• _Data entries_
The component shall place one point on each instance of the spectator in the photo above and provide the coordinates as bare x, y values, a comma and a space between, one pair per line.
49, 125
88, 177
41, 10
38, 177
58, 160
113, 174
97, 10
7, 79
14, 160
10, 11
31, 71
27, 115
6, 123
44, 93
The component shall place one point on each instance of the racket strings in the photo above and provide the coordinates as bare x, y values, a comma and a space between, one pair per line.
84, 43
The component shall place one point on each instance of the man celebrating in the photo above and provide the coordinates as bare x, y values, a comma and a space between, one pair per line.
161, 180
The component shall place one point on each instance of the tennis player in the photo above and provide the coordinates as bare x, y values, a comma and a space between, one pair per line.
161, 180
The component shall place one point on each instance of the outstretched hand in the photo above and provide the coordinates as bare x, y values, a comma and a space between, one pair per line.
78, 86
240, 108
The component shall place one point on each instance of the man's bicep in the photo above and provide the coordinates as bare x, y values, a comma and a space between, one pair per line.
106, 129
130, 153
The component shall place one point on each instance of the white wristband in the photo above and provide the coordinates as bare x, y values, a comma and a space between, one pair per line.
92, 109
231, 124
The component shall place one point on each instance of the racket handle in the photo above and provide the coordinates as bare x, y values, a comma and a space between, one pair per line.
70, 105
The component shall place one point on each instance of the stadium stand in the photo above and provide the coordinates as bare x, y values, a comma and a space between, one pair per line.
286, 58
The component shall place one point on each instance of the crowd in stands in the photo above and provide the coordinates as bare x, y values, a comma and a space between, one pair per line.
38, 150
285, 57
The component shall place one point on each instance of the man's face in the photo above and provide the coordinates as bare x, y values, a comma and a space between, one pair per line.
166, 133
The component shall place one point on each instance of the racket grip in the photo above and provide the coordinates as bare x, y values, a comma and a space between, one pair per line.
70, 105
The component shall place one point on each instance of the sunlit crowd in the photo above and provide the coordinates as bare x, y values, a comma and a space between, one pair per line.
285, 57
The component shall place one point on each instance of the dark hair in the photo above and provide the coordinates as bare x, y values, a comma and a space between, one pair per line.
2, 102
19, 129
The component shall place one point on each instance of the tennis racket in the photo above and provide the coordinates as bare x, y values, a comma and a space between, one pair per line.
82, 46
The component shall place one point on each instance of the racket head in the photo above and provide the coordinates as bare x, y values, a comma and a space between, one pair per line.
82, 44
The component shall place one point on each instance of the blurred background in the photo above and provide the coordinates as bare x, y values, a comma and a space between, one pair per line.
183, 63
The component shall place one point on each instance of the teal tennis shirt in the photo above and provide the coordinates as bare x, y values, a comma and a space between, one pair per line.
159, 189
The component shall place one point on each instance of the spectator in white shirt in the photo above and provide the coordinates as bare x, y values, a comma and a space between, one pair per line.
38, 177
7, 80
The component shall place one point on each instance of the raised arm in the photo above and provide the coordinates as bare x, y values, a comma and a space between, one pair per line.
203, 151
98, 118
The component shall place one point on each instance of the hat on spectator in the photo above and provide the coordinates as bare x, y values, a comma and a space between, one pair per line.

• _Task_
Rewrite the lines from the one containing "the racket head" through the last line, replacing "component" with "system" and changing nothing else.

• _Correct response_
The system shall place one point on each instance of the racket head in the photo above and provide the coordinates as bare x, y values, a comma and a space between, one pair per line.
82, 44
The system shall place one point on each instance of the blurred background in the photo above and provide the coordinates as bare x, y values, a comma and a space between, one pair per line.
183, 63
The system shall place one point on each instance of the teal tennis shirt in the photo above and provide the coordinates as bare x, y values, a comma and a space between, one pair per line.
159, 189
The system shall place one point on each instance of the spectator in white shirt in the photo above and provide the coordinates as bare x, y values, a comma and a space between, one pair per line.
38, 177
7, 80
The system shall place one point on each instance of the raised arm in the photo above and provide the coordinates as bare x, y values, a comma and a space between, one pair per line.
203, 151
98, 118
The system shall place one point on each instance of the hat on spectator in the photo above and provide the coordinates as bare x, y values, a comma and a space between, one pair per line.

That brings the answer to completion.